__REQUIREMENT A__.
Answer these about the news excerpt on the search for Steve Fossett's plane, one answer per line:
(i) What is Richard Branson using to look for Fossett?
(ii) What kind of engine setup did Fossett's plane have?
(iii) What was Fossett scouting when the plane vanished?
__REQUIREMENT B__. From the news excerpt on the search for Steve Fossett's plane, extract the passage between "Virgin megamogul Richard" and "Branson said yesterday.", inclusive.
__REQUIREMENT C__. Extend the news excerpt on the search for Steve Fossett's plane, starting after its final sentence.

__SELECTED EXTRACT__.
|---|
Virgin megamogul Richard Branson is using Google satellite maps in a desperate attempt to find his missing millionaire-adventurer friend, Steve Fossett.

Google’s technology can study pictures shot from space that might help searchers determine the last direction of Fossett’s missing plane and “whether there was anything unusual,” Branson said yesterday.

Fossett’s admirers were counting on his grit and experience as rescuers searched for the plane in the rugged mountains and desert of western Nevada.

Fossett’s single-engine plane vanished Monday as he was scouting dry lake beds for an attempt to set a world land speed record.

“He’s the Number 1 gliding pilot in the world, as well as the Number 1 aviator in the world . . . If anybody could have glided [this plane] down, it would have been him,” said Branson, who helped finance many of Fossett’s adventures.

“But obviously it’s extremely worrying that it’s lasted three days.

“If the worse comes to worse . . . Steve’s lived his life to the full, and he hasn’t wasted a minute of his life.”
|---|
__RAW RECORDS__.
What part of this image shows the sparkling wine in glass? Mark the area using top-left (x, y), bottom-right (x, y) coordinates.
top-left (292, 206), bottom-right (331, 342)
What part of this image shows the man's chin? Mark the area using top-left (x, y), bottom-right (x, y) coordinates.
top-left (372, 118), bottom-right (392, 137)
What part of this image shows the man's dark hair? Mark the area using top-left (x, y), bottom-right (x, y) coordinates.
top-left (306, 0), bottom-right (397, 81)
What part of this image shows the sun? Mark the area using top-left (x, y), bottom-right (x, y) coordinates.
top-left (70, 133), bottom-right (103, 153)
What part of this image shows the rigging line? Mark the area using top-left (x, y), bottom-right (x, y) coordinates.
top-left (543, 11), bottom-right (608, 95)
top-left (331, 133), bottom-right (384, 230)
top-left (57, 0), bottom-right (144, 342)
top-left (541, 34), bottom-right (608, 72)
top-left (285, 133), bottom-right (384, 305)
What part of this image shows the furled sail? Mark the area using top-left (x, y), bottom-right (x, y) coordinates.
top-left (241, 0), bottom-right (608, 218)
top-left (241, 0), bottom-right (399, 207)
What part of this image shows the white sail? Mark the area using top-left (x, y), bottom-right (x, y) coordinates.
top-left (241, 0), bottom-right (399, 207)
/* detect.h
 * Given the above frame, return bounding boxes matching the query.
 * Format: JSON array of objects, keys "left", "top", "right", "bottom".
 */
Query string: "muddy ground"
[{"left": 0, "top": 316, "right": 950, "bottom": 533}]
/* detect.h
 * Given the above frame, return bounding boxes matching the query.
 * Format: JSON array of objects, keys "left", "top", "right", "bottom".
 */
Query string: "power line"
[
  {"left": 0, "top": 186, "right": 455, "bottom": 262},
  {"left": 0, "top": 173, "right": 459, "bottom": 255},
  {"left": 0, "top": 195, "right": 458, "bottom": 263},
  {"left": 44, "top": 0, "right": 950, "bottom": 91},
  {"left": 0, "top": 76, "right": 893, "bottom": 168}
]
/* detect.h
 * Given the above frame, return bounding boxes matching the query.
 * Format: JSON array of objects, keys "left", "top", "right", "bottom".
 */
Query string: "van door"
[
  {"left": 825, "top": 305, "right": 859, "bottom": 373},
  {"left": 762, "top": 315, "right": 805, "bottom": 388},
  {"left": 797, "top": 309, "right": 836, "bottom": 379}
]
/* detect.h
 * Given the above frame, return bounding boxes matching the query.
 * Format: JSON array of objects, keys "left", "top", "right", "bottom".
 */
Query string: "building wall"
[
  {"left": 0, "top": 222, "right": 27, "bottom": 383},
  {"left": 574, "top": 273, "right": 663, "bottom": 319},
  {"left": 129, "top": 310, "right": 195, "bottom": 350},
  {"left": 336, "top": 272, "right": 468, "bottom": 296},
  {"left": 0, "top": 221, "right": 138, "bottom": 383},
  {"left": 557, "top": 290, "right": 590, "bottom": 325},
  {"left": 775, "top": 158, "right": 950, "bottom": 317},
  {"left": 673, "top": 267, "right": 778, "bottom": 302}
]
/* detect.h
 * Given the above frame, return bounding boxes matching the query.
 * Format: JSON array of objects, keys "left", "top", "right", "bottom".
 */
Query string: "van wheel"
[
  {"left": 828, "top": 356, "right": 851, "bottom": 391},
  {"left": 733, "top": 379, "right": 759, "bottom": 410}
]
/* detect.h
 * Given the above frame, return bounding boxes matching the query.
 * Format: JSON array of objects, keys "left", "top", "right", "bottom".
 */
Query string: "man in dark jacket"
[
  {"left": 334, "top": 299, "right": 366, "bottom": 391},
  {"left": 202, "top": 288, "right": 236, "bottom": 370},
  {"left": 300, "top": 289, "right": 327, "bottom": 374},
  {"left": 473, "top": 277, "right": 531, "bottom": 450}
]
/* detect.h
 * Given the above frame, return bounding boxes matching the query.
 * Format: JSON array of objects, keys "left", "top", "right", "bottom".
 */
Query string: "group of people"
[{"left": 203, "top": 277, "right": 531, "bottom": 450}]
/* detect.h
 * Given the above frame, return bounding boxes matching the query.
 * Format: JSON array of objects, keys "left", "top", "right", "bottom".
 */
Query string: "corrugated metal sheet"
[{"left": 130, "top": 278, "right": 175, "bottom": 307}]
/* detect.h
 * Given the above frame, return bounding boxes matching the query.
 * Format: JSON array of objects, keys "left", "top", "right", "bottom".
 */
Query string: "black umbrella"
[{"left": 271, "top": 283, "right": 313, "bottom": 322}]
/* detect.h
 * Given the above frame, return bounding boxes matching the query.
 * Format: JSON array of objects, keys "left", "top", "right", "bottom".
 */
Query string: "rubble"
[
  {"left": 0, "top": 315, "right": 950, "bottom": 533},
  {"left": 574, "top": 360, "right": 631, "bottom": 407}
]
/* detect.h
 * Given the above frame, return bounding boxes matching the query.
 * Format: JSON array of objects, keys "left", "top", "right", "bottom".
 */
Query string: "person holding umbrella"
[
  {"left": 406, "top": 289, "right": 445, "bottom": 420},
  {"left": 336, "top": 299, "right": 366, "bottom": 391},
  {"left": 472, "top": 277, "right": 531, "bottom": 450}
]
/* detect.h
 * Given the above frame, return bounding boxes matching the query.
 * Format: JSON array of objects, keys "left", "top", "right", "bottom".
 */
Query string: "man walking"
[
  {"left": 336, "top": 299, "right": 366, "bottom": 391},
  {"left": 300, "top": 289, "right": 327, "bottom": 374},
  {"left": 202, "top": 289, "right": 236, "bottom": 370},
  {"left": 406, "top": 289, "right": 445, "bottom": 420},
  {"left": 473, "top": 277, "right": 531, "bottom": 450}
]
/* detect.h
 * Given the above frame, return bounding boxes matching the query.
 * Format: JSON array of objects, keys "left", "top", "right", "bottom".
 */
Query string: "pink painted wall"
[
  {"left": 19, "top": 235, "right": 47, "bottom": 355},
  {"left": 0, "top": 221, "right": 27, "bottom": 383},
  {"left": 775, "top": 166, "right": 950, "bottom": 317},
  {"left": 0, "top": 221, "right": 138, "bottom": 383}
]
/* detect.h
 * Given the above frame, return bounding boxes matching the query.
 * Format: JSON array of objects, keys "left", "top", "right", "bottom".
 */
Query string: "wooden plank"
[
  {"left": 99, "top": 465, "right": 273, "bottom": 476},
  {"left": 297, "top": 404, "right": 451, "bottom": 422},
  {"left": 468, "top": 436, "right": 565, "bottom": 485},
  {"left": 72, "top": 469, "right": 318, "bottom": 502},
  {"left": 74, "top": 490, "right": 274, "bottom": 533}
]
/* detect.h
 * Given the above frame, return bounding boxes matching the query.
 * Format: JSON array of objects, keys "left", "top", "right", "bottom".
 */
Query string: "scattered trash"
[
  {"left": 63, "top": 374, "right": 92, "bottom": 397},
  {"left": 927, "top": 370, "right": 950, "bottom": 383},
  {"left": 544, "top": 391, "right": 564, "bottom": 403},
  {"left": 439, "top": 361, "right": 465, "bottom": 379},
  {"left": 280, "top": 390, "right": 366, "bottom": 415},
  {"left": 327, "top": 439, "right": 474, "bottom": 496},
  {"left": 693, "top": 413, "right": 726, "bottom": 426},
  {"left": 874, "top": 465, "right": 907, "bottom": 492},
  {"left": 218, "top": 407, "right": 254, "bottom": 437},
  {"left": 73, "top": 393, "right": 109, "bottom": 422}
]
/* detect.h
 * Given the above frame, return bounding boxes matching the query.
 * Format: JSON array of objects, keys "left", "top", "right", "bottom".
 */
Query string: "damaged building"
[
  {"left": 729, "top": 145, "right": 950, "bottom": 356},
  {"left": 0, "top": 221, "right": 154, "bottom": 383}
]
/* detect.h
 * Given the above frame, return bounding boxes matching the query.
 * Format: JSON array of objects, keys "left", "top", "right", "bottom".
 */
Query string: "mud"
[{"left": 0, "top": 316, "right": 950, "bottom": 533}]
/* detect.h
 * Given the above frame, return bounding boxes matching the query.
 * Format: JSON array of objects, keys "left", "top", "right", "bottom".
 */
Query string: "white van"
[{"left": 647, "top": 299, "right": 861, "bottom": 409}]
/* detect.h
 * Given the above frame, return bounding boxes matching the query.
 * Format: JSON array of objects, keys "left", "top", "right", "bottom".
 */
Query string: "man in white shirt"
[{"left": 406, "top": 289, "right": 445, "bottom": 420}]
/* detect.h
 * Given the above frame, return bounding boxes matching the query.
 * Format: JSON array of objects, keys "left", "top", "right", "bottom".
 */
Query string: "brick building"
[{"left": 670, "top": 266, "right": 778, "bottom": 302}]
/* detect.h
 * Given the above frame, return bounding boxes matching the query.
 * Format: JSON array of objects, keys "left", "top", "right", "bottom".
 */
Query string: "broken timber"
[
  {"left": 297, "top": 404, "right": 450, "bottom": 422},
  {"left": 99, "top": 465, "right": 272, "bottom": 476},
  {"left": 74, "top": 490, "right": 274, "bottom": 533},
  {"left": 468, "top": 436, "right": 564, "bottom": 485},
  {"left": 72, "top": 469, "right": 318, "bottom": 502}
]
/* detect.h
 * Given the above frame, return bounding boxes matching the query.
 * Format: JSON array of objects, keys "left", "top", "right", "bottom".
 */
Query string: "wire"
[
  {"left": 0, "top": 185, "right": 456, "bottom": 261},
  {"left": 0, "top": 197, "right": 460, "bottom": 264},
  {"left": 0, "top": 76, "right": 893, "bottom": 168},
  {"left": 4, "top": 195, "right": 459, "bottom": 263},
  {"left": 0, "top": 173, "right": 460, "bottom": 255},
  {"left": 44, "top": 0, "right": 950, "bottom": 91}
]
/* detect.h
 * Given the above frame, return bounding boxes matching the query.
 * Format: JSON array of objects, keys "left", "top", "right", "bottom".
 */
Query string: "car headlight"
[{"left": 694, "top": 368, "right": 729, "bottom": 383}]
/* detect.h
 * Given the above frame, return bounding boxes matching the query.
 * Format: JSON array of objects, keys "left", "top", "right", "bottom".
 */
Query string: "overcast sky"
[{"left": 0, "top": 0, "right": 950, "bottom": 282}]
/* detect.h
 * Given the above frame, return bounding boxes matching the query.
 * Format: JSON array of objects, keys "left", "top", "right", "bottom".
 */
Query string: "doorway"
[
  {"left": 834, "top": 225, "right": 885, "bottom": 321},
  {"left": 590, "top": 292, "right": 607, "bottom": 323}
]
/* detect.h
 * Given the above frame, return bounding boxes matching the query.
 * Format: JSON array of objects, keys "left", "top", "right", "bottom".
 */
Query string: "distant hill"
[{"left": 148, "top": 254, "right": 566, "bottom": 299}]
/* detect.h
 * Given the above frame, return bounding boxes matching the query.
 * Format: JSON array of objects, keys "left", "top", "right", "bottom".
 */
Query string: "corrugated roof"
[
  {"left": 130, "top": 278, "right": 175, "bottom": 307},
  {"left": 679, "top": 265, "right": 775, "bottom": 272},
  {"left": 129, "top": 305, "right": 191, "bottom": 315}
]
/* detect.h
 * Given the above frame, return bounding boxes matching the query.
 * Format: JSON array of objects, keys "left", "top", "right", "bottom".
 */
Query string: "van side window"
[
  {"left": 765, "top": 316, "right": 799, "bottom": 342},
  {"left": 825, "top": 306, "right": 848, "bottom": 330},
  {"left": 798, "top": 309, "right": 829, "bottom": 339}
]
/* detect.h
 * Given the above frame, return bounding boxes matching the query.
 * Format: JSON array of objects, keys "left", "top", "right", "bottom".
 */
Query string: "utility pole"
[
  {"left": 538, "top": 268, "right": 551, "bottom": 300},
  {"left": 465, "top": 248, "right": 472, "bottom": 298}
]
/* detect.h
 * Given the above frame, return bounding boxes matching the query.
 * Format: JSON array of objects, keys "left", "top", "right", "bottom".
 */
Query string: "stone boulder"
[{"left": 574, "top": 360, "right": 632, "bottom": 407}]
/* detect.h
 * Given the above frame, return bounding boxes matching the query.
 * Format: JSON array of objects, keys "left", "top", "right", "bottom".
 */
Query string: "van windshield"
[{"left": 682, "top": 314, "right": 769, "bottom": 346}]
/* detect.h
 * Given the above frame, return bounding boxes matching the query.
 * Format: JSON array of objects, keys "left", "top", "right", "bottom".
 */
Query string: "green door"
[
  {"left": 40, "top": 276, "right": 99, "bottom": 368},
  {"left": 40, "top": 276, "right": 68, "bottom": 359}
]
|---|
__ANSWER A__.
(i) Google satellite maps
(ii) Single-engine
(iii) Dry lake beds for an attempt to set a world land speed record

__ANSWER B__.
Virgin megamogul Richard Branson is using Google satellite maps in a desperate attempt to find his missing millionaire-adventurer friend, Steve Fossett.

Google’s technology can study pictures shot from space that might help searchers determine the last direction of Fossett’s missing plane and “whether there was anything unusual,” Branson said yesterday.

__ANSWER C__.
Fossett did not file a flight plan. His plane, a Bellanca Citabria Super Decathlon, carried a locator that sends a satellite signal after a rough landing, but officials said they had picked up no locator signals from the plane or radio communication.

Even if the plane locator failed, Fossett usually wears a Breitling emergency watch that allows pilots to easily signal their location, said Granger Whitelaw, co-founder of the Rocket Racing League.

“They’re registered to us personally, so they know it’s you,” he said yesterday. There had been no word of such a signal by yesterday.

Rescuers in Nevada had higher hopes of finding something because there was little wind to interfere with their aerial-search efforts, unlike Tuesday, said Gary Derks, operations officer for the Nevada Division of Emergency Management.

The aerial search Tuesday included 14 aircraft conducting grid searches over 7,500 square miles – an area larger than Connecticut. The search yesterday was intended to concentrate on 600 square miles.

It was not known what kind of survival gear, if any, Fossett might have had with him. He was planning just a short flight before returning to a private airstrip.

In 2002, Fossett became the first person to fly around the world alone in a balloon.

In two weeks, his balloon flew 19,428.6 miles around the Southern Hemisphere.

He set marks for speed or distance in balloons, airplanes, gliders, sailboats – even cross-country skis and an airship, according to his Web site.

In March 2005, he became the first person to fly a plane solo around the world without refueling.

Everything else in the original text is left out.